Ever wondered what the cosmetic regulations are in a country outside the US, Canada and the EU? Let’s take a look at Turkey.
The Republic of Turkey is located mainly in western Asia, with a small portion in Southeast Europe. It has the Black Sea to the north, Mediterranean Sea to the south, and Agean Sea to the west, and shares borders with Georgia, Armenia, Azerbaijan, Iran, Iraq, Syria, Greece, and Bulgaria. Ankara is the capital and Istanbul is the largest city.
According to Wikipedia, Turkey is a “regional power and a newly industrialized country with a geopolitically strategic location.” It has been an independent republic since 1923. They have been in negotiations to join the European Union since 2005.
In Turkey, cosmetic products and manufacturers are covered by Cosmetics Law No. 5324. The Turkish Medicines and Medical Devices Agency (TMMDA) of the Ministry of Health issues and enforces the regulations (or guidelines).
It appears that the Cosmetics Law addresses the responsibilities and requirements of cosmetic manufacturers. Under the Cosmetics Law, an individual or business that makes or improves a cosmetic is a manufacturer. Like here, it seems that anyone who handles the product and could affect its safety bears responsibility as a manufacturer. In addition, when a product is imported, the local representative and/or importer are treated as the manufacturer.
Regulations and Requirements
Cosmetics may only be sold if they are in compliance with the regulations.
Good Manufacturing Practices
Cosmetic products must be manufactured in accordance with the Cosmetics Good Manufacturing Practices Guide. I couldn’t access a copy in English, so I don’t know how it compares with the ISO 22716, Cosmetic Good Manufacturing Practices or the US Cosmetic GMP Inspection Checklist or Draft Guidance.
══════════
EXERCISE DESCRIPTION
Reproduce the entire text on Turkey's cosmetic regulations word for word.
══════════
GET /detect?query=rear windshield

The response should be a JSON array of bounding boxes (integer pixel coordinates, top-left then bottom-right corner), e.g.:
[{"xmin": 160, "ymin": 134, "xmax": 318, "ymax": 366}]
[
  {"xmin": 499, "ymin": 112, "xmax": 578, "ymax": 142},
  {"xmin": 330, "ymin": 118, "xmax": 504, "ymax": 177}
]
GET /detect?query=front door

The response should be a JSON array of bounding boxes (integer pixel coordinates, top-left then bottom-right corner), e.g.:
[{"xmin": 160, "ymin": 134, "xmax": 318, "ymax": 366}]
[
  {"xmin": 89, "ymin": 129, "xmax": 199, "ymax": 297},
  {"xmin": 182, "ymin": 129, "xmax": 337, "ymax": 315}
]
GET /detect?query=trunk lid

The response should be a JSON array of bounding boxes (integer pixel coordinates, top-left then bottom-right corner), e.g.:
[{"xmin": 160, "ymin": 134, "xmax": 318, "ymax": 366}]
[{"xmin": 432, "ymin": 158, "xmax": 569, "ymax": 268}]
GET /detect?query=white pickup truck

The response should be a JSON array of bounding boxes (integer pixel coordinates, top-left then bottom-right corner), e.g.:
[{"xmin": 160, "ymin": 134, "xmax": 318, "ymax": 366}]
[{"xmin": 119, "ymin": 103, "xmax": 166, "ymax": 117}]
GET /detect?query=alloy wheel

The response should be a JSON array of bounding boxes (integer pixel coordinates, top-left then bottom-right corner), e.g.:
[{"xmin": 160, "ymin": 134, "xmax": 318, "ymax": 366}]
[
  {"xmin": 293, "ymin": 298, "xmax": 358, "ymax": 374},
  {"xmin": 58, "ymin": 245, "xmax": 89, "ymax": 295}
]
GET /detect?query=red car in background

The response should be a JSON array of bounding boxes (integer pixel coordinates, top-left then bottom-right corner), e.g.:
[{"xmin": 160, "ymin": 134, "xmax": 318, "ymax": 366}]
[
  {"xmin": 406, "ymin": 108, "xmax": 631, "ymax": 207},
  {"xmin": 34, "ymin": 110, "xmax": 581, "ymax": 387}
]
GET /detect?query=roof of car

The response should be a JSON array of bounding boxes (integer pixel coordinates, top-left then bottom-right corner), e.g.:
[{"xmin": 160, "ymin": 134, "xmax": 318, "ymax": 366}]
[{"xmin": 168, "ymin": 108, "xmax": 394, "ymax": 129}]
══════════
ANSWER TO THE PROBLEM
Ever wondered what the cosmetic regulations are in a country outside the US, Canada and the EU? Let’s take a look at Turkey.
The Republic of Turkey is located mainly in western Asia, with a small portion in Southeast Europe. It has the Black Sea to the north, Mediterranean Sea to the south, and Agean Sea to the west, and shares borders with Georgia, Armenia, Azerbaijan, Iran, Iraq, Syria, Greece, and Bulgaria. Ankara is the capital and Istanbul is the largest city.
According to Wikipedia, Turkey is a “regional power and a newly industrialized country with a geopolitically strategic location.” It has been an independent republic since 1923. They have been in negotiations to join the European Union since 2005.
In Turkey, cosmetic products and manufacturers are covered by Cosmetics Law No. 5324. The Turkish Medicines and Medical Devices Agency (TMMDA) of the Ministry of Health issues and enforces the regulations (or guidelines).
It appears that the Cosmetics Law addresses the responsibilities and requirements of cosmetic manufacturers. Under the Cosmetics Law, an individual or business that makes or improves a cosmetic is a manufacturer. Like here, it seems that anyone who handles the product and could affect its safety bears responsibility as a manufacturer. In addition, when a product is imported, the local representative and/or importer are treated as the manufacturer.
Regulations and Requirements
Cosmetics may only be sold if they are in compliance with the regulations.
Good Manufacturing Practices
Cosmetic products must be manufactured in accordance with the Cosmetics Good Manufacturing Practices Guide. I couldn’t access a copy in English, so I don’t know how it compares with the ISO 22716, Cosmetic Good Manufacturing Practices or the US Cosmetic GMP Inspection Checklist or Draft Guidance.